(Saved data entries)
· · ·
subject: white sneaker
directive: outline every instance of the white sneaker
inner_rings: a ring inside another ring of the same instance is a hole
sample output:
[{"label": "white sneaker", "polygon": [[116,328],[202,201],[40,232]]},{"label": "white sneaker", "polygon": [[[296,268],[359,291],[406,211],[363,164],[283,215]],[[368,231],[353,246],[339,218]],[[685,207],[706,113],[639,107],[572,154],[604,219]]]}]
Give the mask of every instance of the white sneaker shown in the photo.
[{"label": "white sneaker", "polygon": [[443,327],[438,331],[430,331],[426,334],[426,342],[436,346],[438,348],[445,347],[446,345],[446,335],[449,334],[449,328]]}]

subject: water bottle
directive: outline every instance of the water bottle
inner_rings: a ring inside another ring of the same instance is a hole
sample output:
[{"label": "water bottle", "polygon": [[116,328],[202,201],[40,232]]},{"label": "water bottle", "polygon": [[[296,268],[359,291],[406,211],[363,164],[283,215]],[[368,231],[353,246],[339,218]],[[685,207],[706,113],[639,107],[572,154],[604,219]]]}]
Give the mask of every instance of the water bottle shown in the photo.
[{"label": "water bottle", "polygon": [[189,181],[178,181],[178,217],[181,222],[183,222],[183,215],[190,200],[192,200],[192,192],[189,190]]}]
· · ·
_Short problem_. Quote the lines above word for word, every one of them, without changing anything.

_Task solution_.
subject: white sneaker
directive: outline every instance of the white sneaker
inner_rings: a ring inside another ring of the same instance is a hole
sample output:
[{"label": "white sneaker", "polygon": [[116,328],[202,201],[40,232]]},{"label": "white sneaker", "polygon": [[[296,268],[359,291],[406,211],[363,164],[283,215]],[[368,231],[353,246],[339,218]],[[685,207],[706,113],[639,107],[572,154],[604,219]]]}]
Give the mask of every instance of the white sneaker shown in the photo.
[{"label": "white sneaker", "polygon": [[443,327],[438,331],[430,331],[426,334],[426,342],[436,346],[438,348],[445,347],[446,345],[446,335],[449,334],[449,328]]}]

subject: water bottle
directive: outline every instance of the water bottle
inner_rings: a ring inside another ring of the same instance is a hole
sample output:
[{"label": "water bottle", "polygon": [[116,328],[202,201],[40,232]]},{"label": "water bottle", "polygon": [[[296,268],[359,291],[406,211],[363,164],[283,215]],[[368,231],[353,246],[339,218]],[[685,207],[706,113],[639,107],[572,154],[604,219]]]}]
Give the mask of every instance of the water bottle shown in the photo.
[{"label": "water bottle", "polygon": [[189,181],[178,181],[178,217],[181,222],[183,222],[183,215],[190,200],[192,200],[192,192],[189,190]]}]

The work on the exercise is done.